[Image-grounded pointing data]
=====

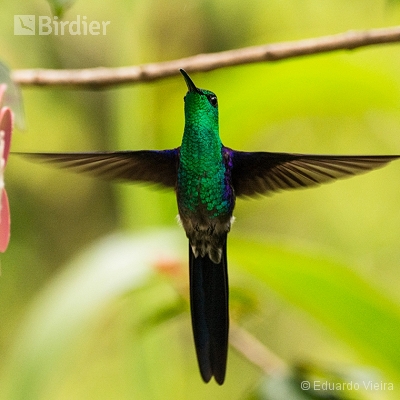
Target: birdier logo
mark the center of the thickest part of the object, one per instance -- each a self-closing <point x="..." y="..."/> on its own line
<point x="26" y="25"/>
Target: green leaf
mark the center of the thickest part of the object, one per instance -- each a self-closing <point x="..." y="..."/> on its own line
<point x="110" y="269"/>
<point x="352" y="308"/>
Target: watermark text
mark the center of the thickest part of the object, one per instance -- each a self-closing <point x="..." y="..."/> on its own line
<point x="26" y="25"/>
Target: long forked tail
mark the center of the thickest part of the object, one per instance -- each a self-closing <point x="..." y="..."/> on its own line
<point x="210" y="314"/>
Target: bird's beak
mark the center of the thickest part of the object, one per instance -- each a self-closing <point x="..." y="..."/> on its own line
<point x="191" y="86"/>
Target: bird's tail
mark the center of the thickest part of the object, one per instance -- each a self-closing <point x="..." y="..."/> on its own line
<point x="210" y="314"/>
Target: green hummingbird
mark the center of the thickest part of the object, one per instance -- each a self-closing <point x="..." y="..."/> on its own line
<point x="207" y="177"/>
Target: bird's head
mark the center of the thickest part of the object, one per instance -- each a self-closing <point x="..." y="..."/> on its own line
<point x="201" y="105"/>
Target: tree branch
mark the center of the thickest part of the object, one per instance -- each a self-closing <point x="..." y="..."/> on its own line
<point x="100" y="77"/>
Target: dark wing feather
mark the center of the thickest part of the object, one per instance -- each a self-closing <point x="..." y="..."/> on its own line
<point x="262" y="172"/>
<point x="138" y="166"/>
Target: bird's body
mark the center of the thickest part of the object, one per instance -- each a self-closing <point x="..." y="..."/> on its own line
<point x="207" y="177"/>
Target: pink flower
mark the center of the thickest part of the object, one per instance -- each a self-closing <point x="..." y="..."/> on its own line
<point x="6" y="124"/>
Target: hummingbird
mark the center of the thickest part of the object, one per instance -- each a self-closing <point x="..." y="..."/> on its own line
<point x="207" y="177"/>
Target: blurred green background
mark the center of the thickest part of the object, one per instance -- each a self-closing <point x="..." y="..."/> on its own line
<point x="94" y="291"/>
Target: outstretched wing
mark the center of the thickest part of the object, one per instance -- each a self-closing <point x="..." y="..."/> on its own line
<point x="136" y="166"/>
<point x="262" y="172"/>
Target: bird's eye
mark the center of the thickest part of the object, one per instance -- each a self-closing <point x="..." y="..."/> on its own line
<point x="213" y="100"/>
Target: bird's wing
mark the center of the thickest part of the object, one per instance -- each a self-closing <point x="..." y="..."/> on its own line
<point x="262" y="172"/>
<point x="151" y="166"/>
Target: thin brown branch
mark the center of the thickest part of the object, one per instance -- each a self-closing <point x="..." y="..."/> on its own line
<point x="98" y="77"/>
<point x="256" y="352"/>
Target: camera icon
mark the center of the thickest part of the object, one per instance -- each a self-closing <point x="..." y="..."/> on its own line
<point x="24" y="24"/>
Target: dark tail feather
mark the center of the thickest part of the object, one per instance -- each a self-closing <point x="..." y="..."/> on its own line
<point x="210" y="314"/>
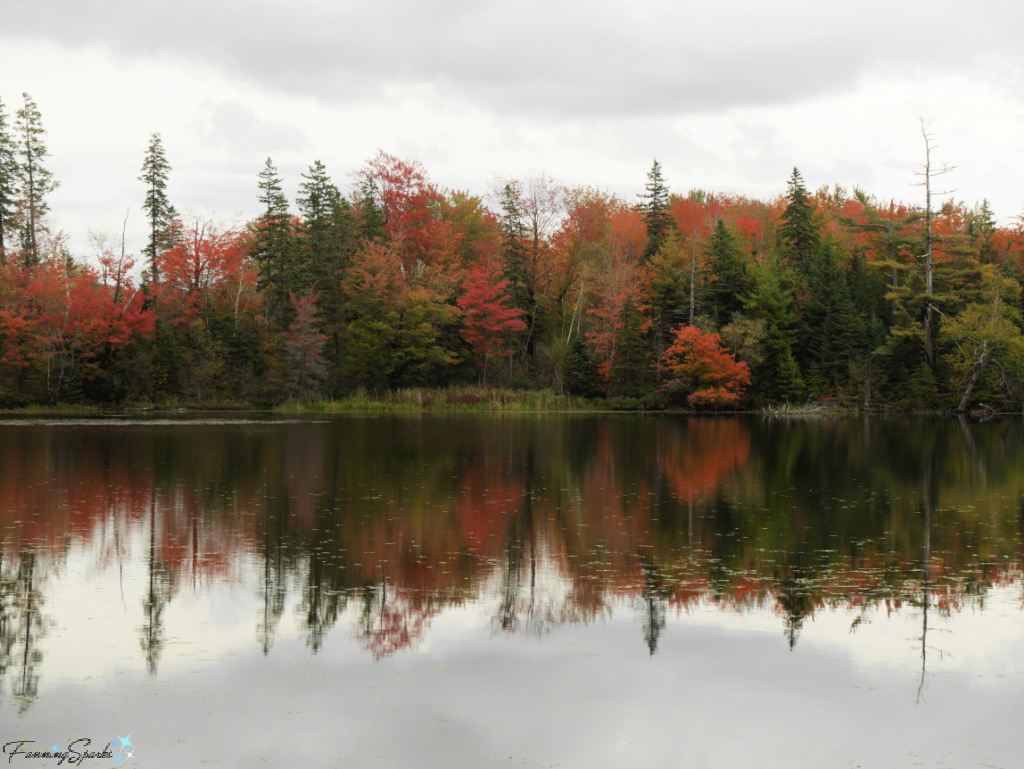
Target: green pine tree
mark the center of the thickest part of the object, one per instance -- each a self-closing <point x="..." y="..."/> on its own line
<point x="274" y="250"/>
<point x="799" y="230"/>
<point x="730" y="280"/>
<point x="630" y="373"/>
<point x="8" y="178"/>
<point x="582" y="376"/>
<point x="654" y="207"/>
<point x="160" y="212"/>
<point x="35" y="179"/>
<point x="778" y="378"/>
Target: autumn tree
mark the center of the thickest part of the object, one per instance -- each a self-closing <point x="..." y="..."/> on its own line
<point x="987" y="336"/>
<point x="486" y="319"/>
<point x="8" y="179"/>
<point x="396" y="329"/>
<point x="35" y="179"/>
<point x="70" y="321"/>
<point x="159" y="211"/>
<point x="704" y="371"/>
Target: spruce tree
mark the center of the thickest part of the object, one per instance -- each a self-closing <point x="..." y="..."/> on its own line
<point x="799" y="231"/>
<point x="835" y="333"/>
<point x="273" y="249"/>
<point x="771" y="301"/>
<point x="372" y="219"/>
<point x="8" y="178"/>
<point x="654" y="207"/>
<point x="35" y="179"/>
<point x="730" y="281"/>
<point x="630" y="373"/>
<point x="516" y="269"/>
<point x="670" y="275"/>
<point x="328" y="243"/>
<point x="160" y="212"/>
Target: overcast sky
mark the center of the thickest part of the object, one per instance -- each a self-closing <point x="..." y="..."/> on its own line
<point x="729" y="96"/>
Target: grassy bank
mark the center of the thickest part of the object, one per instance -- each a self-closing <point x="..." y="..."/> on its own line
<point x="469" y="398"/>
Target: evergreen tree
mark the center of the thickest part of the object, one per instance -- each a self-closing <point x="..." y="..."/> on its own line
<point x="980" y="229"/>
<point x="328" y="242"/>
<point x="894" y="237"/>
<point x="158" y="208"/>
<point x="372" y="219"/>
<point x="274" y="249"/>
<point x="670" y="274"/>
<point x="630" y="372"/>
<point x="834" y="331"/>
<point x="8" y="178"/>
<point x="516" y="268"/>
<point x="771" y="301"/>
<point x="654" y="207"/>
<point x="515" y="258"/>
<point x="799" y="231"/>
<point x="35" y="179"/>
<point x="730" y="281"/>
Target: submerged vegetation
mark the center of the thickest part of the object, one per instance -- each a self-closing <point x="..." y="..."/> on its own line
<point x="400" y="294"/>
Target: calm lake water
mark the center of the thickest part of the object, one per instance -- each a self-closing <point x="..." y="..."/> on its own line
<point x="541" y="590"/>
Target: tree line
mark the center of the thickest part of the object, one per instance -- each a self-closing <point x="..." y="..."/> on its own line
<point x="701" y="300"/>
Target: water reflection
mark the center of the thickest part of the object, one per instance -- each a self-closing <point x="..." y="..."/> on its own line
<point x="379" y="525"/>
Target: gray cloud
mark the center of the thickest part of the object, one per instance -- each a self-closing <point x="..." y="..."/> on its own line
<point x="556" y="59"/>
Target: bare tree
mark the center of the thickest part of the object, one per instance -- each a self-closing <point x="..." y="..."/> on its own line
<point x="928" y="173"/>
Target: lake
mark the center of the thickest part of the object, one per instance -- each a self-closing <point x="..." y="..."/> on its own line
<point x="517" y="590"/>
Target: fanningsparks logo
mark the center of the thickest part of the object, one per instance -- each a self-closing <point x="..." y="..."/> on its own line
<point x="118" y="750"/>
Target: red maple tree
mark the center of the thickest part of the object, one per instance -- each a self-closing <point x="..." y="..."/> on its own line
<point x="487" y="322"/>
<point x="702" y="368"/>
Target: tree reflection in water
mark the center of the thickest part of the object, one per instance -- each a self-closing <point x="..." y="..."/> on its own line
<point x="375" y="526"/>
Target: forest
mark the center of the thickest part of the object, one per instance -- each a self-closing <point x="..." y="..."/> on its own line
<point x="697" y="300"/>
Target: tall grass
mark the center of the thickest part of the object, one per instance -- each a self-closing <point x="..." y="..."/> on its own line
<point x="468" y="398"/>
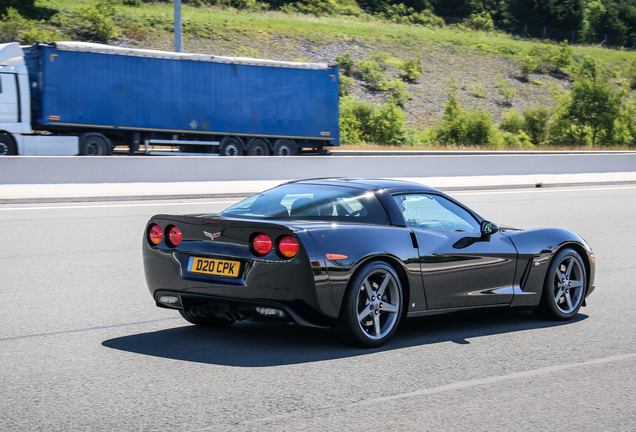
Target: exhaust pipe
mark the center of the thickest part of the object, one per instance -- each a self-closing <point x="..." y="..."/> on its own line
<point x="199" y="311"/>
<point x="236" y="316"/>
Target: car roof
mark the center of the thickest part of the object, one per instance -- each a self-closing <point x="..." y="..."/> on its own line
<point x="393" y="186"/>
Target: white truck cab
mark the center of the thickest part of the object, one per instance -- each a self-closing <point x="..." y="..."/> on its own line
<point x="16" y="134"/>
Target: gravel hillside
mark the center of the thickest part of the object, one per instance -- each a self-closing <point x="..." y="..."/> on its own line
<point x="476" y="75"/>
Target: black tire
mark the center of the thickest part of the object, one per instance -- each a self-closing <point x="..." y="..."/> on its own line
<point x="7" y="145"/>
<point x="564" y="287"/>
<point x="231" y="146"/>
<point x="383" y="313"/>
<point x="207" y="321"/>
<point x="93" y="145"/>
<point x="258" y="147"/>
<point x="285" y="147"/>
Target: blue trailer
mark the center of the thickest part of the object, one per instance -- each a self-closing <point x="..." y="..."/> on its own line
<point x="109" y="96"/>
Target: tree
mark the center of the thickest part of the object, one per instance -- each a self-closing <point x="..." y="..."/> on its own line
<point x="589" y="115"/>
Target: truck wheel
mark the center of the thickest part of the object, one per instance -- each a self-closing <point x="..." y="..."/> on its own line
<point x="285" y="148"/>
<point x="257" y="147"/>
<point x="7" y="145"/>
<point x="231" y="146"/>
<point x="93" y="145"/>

=====

_Problem details:_
Reproduce exactly the lines above starting at the line containing "Target: gray cloud" and ending at the line containing "Target: car roof", including both, but not the pictures.

_Your solution:_
Target: gray cloud
mark the center of the thickest part of the object, one per instance -- each a self-closing <point x="..." y="..."/> on its own line
<point x="556" y="59"/>
Target: bare tree
mark the center of the thickest part of the object, one per instance -- each a self-closing <point x="..." y="..."/> on its own line
<point x="928" y="173"/>
Target: lake
mark the center of the thickest part of the object, one per instance -- each a self-closing <point x="..." y="..."/> on its own line
<point x="517" y="590"/>
Target: fanningsparks logo
mark the center of the thickest part of the object, one per instance -- each a self-closing <point x="..." y="..."/> on its own line
<point x="118" y="750"/>
Target: red maple tree
mark the center of the thickest part of the object, one per instance -- each a self-closing <point x="..." y="..."/> on its own line
<point x="487" y="322"/>
<point x="702" y="368"/>
Target: tree reflection in water
mark the center of the thickest part of the object, one per instance -- each a self-closing <point x="..." y="..."/> on its own line
<point x="375" y="526"/>
Target: forest
mark the center of the thickest part of the object, one per instance -- each a self-closing <point x="..." y="..."/> on its own line
<point x="697" y="300"/>
Target: tall grass
mark the center of the thickest part of the object, one per instance -- each a self-closing <point x="..." y="..."/> on its own line
<point x="468" y="398"/>
Target: exhaust pipe
mark the center of the thickest part of the object, one per instance -- each a self-closing <point x="..." y="..."/> on its own line
<point x="199" y="311"/>
<point x="236" y="316"/>
Target: car roof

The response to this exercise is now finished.